_What to do_
Reproduce word for word the passage of the religion and sport article starting with "Atheists will regard" and going on through "faith on performance.".

Religion and sport: Do prayers help players?
At the Champions League final there is likely to be evidence of faith, with players making the sign of the cross and other religious gestures. But does belief really boost sporting performance, asks Matthew Syed.
All eyes will be on Lionel Messi, the world's greatest footballer, when he walks out with Barcelona in the Champions League final. If you watch carefully, you may see him crossing himself as he strides onto the pitch.
On the opposing side, Manchester United striker Javier Hernandez has been known to pray on the pitch.
Messi and Hernandez are not the only footballers to reveal their beliefs during the pursuit of their sport. Real Madrid star Kaka has often talked about his faith, praying on the pitch and thanking God for his rapid recovery from a broken back.
Other sportsmen, from Muhammad Ali to Jonathan Edwards, the triple jumper, have also spoken about the power of faith. They believe in different theologies, but all would assert they have benefited from their convictions. As Ali put it in the build-up to his clash with George Foreman in 1974: "How can I lose with Allah on my side?"
Atheists will regard the idea that religion can make a difference to outcomes in sport as fanciful. But it is possible to put aside the issue of whether or not God exists and just examine the impact of faith on performance.
This is what Jeong-Keun Park of Seoul University did in 2000 by studying the performances of Korean athletes. He found that prayer was not only a key factor in coping with anxiety but also in attaining peak performance.
A quote from a participant in Park's study encapsulates the findings: "I always prepared my game with prayer. I committed all things to God, without worry. These prayers make me calmer and more secure and I forget the fear of losing. It resulted in good play."
This echoes extraordinary research about the power of faith from the world of medicine. In the 1960s, a series of studies found that heart disease is far less common among the religious than in the general population, even after controlling for different lifestyles. Later studies extended this finding, including a paper in 1996 which found that mortality rates in secular kibbutzim are nearly twice that of their religious counterparts.

_Source material_
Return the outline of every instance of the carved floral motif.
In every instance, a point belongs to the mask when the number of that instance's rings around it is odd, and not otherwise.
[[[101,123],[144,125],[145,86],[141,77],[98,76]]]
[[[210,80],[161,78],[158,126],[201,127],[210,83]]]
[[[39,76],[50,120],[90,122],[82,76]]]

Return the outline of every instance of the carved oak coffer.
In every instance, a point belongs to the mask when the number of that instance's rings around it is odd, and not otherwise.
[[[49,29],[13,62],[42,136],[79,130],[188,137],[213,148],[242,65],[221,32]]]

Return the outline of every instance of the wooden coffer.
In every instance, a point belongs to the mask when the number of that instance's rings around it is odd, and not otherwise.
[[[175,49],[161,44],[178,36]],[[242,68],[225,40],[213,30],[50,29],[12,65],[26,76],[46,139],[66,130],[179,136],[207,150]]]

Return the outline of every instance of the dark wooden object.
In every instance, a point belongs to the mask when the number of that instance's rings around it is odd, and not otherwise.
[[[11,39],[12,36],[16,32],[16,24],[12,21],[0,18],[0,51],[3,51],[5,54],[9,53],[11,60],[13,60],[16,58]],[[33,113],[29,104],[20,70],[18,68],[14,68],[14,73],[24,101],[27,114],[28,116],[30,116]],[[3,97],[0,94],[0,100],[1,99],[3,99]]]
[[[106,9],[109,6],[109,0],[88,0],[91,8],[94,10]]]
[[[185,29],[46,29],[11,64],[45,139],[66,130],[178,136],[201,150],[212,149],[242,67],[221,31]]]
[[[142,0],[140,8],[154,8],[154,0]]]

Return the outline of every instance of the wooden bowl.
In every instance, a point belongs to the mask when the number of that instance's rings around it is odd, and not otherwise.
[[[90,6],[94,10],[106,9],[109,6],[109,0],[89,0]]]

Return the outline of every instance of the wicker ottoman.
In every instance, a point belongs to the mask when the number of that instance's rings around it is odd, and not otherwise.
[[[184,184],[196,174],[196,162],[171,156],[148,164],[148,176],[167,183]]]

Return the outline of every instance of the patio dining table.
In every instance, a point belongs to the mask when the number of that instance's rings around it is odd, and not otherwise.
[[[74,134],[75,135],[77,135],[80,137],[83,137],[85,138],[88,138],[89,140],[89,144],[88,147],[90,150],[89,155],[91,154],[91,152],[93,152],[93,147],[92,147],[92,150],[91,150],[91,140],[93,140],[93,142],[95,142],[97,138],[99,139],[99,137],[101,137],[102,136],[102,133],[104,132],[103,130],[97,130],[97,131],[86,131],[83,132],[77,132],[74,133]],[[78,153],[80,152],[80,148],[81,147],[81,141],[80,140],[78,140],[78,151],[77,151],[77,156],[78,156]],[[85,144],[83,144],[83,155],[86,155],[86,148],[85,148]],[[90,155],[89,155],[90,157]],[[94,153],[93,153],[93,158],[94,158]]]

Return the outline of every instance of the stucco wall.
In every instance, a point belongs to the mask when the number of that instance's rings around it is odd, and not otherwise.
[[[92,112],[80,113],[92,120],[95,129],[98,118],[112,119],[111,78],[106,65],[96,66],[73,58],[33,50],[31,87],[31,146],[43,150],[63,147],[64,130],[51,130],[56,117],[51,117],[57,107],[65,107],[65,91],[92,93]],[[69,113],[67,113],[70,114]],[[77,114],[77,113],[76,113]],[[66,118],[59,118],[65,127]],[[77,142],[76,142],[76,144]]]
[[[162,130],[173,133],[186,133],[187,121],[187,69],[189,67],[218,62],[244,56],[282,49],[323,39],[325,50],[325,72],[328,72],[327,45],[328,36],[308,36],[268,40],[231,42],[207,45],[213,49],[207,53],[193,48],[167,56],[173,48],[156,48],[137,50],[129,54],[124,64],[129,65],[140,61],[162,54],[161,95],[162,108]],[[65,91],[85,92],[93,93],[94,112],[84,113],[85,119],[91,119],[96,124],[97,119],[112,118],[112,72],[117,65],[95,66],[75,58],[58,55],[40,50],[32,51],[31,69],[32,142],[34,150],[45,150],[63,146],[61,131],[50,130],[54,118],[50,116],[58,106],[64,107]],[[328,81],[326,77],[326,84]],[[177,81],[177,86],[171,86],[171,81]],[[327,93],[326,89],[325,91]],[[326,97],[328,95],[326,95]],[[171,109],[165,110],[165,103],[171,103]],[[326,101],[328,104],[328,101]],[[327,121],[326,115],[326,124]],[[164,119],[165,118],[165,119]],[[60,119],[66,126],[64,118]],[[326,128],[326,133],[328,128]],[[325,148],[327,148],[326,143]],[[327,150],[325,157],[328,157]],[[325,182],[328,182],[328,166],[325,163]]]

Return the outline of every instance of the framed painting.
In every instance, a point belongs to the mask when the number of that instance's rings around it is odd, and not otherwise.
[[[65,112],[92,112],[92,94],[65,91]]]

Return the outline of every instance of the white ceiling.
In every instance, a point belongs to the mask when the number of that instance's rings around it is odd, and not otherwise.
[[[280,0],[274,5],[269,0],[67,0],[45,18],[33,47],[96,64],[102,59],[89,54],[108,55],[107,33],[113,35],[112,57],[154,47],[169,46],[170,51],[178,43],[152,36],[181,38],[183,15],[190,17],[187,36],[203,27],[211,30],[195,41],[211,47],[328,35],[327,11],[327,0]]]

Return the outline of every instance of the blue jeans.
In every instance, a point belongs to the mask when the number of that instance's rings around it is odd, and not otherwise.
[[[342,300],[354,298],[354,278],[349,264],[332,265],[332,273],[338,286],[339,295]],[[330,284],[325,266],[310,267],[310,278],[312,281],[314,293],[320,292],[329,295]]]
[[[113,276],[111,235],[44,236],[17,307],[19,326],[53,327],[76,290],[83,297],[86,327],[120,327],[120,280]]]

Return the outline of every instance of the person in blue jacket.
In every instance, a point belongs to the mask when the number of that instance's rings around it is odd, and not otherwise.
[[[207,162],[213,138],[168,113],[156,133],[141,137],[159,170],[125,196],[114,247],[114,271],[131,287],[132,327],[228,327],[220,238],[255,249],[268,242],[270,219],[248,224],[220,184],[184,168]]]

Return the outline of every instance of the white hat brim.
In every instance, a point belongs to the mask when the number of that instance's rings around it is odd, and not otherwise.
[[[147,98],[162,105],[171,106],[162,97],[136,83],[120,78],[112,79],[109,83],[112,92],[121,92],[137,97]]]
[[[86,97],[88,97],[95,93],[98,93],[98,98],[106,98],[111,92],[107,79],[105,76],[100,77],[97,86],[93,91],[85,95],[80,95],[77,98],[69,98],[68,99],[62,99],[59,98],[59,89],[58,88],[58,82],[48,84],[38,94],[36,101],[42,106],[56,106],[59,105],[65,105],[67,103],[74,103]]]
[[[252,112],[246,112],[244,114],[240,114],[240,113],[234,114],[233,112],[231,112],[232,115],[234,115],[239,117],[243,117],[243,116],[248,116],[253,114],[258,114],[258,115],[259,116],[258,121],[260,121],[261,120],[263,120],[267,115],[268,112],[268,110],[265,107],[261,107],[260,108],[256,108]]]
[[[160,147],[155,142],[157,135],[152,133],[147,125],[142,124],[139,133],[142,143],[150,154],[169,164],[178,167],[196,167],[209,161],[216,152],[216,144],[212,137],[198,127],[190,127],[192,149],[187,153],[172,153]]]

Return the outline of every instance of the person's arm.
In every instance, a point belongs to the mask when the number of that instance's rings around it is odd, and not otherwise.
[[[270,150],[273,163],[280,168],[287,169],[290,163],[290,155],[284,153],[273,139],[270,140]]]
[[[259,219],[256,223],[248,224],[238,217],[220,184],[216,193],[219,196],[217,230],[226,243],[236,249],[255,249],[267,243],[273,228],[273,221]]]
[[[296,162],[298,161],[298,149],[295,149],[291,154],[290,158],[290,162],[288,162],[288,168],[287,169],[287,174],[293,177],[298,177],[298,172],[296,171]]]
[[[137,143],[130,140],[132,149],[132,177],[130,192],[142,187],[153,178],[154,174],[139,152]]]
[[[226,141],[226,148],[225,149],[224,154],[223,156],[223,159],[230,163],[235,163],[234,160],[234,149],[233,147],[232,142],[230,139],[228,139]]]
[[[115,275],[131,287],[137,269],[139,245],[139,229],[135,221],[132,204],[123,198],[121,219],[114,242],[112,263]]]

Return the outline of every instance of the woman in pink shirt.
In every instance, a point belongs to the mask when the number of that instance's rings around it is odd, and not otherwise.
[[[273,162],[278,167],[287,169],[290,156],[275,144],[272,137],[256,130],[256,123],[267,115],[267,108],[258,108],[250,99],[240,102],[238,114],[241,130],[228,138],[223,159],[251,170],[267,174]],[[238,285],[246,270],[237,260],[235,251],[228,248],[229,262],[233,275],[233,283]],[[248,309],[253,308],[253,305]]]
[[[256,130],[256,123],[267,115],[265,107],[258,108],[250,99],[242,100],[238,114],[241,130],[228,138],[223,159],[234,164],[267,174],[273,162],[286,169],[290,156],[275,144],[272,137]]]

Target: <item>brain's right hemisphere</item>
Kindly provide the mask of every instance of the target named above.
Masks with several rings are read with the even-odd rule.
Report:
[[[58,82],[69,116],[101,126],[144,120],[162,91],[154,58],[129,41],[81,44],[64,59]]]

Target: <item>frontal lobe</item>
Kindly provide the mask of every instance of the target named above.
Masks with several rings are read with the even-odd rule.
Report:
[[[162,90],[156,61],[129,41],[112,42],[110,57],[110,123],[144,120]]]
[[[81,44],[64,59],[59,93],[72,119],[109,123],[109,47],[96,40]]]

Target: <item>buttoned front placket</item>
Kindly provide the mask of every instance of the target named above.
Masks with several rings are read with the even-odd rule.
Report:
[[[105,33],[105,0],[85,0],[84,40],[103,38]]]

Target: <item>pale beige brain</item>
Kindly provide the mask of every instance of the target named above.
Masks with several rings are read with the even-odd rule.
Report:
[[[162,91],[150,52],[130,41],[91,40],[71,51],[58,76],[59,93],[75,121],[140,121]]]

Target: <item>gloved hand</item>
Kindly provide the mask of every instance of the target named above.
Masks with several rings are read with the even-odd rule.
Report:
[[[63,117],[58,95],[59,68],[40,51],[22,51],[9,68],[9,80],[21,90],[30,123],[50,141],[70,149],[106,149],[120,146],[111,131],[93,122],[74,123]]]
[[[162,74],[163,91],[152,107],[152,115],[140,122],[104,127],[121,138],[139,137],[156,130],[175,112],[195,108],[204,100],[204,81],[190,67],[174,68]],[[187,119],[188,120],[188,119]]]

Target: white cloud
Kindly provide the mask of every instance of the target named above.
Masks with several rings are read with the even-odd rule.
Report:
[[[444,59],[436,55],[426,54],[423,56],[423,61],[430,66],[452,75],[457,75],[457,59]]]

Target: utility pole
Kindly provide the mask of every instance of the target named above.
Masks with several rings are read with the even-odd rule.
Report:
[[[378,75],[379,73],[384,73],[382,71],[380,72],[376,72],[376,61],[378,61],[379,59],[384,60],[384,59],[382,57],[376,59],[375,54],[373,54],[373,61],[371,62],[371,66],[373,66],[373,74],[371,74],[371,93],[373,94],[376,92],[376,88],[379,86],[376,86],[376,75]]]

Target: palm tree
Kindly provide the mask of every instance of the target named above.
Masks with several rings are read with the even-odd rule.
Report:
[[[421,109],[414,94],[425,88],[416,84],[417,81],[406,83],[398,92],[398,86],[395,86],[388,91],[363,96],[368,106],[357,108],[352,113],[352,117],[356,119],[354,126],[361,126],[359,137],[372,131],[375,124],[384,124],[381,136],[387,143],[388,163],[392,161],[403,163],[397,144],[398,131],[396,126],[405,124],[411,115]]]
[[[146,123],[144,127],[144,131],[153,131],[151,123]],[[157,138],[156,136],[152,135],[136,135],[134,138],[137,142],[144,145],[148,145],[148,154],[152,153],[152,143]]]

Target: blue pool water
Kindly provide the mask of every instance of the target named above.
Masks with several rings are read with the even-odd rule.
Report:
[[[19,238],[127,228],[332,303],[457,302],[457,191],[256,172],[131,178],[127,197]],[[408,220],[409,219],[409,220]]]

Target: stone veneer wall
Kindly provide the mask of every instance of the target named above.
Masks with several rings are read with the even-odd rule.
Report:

_Written response_
Atheists will regard the idea that religion can make a difference to outcomes in sport as fanciful. But it is possible to put aside the issue of whether or not God exists and just examine the impact of faith on performance.